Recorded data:
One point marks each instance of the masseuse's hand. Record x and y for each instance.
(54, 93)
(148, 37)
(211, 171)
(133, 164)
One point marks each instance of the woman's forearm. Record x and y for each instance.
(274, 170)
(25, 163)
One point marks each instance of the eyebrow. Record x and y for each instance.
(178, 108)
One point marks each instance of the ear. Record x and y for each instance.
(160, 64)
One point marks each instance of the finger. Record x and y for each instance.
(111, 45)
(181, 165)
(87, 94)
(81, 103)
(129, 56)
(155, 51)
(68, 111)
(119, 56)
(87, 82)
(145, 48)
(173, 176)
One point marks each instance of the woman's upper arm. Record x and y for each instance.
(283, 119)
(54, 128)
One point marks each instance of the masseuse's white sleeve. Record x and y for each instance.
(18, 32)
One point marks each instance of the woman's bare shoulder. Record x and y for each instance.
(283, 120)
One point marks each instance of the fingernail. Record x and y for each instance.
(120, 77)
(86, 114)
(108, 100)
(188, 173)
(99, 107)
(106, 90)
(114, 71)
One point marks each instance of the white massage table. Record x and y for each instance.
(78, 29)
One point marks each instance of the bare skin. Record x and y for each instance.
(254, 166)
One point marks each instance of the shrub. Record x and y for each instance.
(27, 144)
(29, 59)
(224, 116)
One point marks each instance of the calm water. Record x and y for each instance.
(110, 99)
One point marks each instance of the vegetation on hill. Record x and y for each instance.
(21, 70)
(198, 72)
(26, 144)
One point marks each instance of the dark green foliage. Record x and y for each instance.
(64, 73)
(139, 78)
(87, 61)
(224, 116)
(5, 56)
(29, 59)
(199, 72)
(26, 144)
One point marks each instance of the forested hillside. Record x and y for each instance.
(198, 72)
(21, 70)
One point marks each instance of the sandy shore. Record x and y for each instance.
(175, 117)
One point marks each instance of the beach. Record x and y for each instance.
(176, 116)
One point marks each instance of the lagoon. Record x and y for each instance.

What the task requires: Rewrite the data from the line with "One point marks each instance of the white" up to and including the last line, changing "shrub" to "bush" and leaving everything else as it is.

Response:
One point marks each instance of the white massage table. Record x and y for each instance.
(78, 29)
One point marks each instance of the bare skin. Record x and y for each instance.
(254, 166)
One point marks each instance of the bush. Record x and y for each instance.
(27, 144)
(29, 59)
(224, 116)
One point marks each instance of the calm water. Record x and y for each instance.
(110, 99)
One point marks each instance of the vegetation on hill. Record x and y for each instance.
(21, 70)
(198, 72)
(26, 144)
One point marks each instance of the dark green foliage. Record x and y for each instance.
(64, 73)
(139, 78)
(87, 61)
(224, 116)
(5, 56)
(29, 59)
(199, 72)
(26, 144)
One point marks each instance of the forested hillside. Record x and y for each instance.
(198, 72)
(21, 70)
One point marks each instance of the sandy shore. Record x and y for each instance.
(175, 117)
One point marks each instance of the beach. Record x and y for each instance.
(176, 116)
One point marks each instance of the lagoon. Record x and y for each instance.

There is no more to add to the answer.